But why bother? Why add all of these layers of difficulty to something that is already difficult, with no financial benefit to her or the project?
Fedak considers this, then says, “I think to a degree I’ve always been the type of person that enjoys a challenge for the challenge’s sake. It’s not because I want to say I’ve done it, it’s because I want to know I’ve done it. And because I will learn something from overcoming it.”
The first season of After Forever is a low-budget, goofy, occasionally dark exploration of a hero’s journey after she has slain the dragon. The show veers towards camp, with a talking horse, a heroine who stress eats pastries, tongue-in-cheek voiceovers, and a sorceress who is not exactly sober. Despite the goofiness and a mostly amateur crew, Fedak approaches the project with great care.
When she gathers her team, she immediately establishes an on-set culture of encouragement, growth, openness, and communication. “It’s taking a little extra time to make sure everybody is comfortable. I don’t want a crew that isn’t ready to be themselves and bring themselves to the set.”
Fedak isn’t merely the writer and director. She also plays the main character Cade, a battle-weary warrior, who, after 600 years of slaying, seeks mortality and a simpler life. Like her creator, Cade is a serious-minded, scone-loving woman surrounded by people who look to her for leadership.
Fedak is a natural storyteller, weaving a narrative with her own life during our interview. In 2014 she graduated from Western Washington University’s Honors program with a degree in creative writing. She finished in three years, taking advantage of the Honors program’s flexibility. For an anthropology class, she once wrote a paper that was a series of love letters exchanged between sperm and ova. “All the science was in there. It was a play, but about gametes.”

Point annotation data
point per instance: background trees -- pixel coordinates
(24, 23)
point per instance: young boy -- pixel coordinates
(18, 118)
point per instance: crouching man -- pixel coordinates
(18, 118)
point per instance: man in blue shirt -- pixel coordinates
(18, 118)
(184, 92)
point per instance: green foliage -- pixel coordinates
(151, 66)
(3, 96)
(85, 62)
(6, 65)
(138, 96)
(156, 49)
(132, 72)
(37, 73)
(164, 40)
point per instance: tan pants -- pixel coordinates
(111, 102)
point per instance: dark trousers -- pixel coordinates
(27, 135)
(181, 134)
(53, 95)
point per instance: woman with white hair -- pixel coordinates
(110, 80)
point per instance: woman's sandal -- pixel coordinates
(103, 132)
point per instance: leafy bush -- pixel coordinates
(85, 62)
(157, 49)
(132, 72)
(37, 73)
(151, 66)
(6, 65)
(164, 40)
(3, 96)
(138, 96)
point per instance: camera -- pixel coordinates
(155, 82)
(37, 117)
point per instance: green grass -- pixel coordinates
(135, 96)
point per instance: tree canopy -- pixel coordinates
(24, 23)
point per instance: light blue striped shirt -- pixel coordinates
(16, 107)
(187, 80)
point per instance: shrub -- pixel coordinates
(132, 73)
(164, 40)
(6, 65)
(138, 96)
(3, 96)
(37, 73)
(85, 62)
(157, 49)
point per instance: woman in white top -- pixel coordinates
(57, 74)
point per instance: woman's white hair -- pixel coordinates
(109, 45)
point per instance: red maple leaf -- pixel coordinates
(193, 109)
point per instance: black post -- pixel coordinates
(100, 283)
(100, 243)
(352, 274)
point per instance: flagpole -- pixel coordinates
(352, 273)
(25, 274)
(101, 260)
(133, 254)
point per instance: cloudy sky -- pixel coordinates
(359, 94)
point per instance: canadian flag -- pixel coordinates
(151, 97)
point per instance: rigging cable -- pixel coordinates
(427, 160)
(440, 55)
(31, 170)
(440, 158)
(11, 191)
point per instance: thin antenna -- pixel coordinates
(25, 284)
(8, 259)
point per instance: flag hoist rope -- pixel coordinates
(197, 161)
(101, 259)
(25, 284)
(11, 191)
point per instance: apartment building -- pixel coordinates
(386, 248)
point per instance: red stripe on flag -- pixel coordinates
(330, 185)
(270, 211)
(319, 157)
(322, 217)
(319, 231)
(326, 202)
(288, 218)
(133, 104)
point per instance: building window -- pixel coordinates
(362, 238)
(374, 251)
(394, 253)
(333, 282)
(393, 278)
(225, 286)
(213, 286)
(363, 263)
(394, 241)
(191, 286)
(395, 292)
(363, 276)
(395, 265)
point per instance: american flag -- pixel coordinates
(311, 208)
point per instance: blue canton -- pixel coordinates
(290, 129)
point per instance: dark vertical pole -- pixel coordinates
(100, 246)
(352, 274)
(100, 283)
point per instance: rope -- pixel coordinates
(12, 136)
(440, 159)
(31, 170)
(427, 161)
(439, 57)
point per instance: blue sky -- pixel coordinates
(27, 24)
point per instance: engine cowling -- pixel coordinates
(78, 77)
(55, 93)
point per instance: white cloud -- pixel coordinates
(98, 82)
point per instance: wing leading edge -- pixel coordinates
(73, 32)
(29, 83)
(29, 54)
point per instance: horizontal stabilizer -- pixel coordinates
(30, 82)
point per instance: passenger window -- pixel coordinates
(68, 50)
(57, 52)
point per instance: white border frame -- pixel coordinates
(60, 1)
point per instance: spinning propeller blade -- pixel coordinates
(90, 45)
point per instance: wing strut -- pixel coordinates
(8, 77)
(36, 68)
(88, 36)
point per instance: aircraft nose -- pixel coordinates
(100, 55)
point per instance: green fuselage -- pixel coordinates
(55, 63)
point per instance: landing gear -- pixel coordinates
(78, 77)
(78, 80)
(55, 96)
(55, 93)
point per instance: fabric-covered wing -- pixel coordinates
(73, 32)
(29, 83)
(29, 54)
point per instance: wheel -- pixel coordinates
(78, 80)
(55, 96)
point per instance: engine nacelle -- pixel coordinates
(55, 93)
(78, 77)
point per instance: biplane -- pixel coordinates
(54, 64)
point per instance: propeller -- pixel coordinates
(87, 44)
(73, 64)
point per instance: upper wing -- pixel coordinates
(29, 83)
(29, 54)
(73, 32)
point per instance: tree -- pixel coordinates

- _Work to do_:
a) Duplicate the rows exactly, everything from the line containing "point per instance: spinning" down to the last line of the rows.
b) Write the next part of the profile of Fedak and her show After Forever, picking up after its final sentence.

- _Final results_:
a)
point per instance: spinning propeller blade -- pixel coordinates
(90, 45)
point per instance: wing strut -- pixel coordinates
(8, 77)
(36, 68)
(88, 36)
point per instance: aircraft nose -- pixel coordinates
(100, 55)
point per instance: green fuselage -- pixel coordinates
(55, 63)
point per instance: landing gear -- pixel coordinates
(78, 77)
(78, 80)
(55, 96)
(55, 93)
point per instance: fabric-covered wing -- pixel coordinates
(73, 32)
(29, 83)
(29, 54)
point per instance: wheel -- pixel coordinates
(78, 80)
(55, 96)
point per instance: engine nacelle -- pixel coordinates
(55, 93)
(78, 77)
point per instance: biplane -- pixel coordinates
(54, 64)
point per instance: propeller -- pixel coordinates
(87, 44)
(73, 64)
point per instance: upper wing -- pixel coordinates
(29, 83)
(29, 54)
(73, 32)
point per instance: tree -- pixel coordinates

b)
For her senior project, Fedak chose to make a film—the first season of After Forever, a six-episode run totaling almost 45 minutes. She was drawn to the potential of reaching a wider audience with film than she could in print. Her budget, courtesy of a school grant, was $300. Fedak had never made a film before, and she had only taken one film class.
But she did have a script. And the film class she’d taken was taught by retired X-Files producer Bob Goodwin. His habit was to invite working and retired professionals to come in and teach a session. When a Hollywood screenwriter came in to talk about writing, he invited students to show him their drafts for honest feedback. Fedak took the writer up on his offer.
“I was the only one,” she says. He looked over her writing—“and ripped it to shreds.” Fedak laughs, remembering. “I don’t even think he finished reading it because halfway through he just stopped leaving comments.”
She adds, “You know, I think he tried to be really severe with me to see if I would come back, and I did. I kept coming back and showing him stuff.” And he kept giving her valuable feedback. Her willingness to learn and improve her writing eventually paid off. When she showed him the finished series, he told her he enjoyed it. “I thought, ‘Yes! I’ve leveled up!’” she says.
To make the first season of After Forever, she had no choice but to jump in and try everything: camera work, lighting, acting. As the project grew, she found people far better at specific roles than she is, convinced them to join her project, and built a team.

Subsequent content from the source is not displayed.